=== ENTRIES SHOWN ===
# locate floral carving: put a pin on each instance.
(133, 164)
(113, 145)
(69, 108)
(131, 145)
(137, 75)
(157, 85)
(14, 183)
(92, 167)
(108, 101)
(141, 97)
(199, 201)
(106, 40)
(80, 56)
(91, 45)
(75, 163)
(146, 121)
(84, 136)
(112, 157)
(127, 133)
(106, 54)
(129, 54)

=== WHAT IS BEING ASKED ===
Convert all the rows above into a Markdown table with two columns, Number and Text, where Number gives each line's position and Text gives the line itself. Leave out any blank lines.

=== FULL OUTPUT ===
| Number | Text |
|---|---|
| 1 | # locate floral carving: put a pin on each instance. |
| 2 | (133, 164) |
| 3 | (113, 145) |
| 4 | (69, 108) |
| 5 | (131, 145) |
| 6 | (137, 75) |
| 7 | (157, 85) |
| 8 | (14, 183) |
| 9 | (92, 167) |
| 10 | (108, 101) |
| 11 | (141, 97) |
| 12 | (199, 201) |
| 13 | (106, 40) |
| 14 | (80, 56) |
| 15 | (91, 45) |
| 16 | (75, 163) |
| 17 | (146, 121) |
| 18 | (84, 136) |
| 19 | (112, 157) |
| 20 | (127, 133) |
| 21 | (106, 54) |
| 22 | (129, 54) |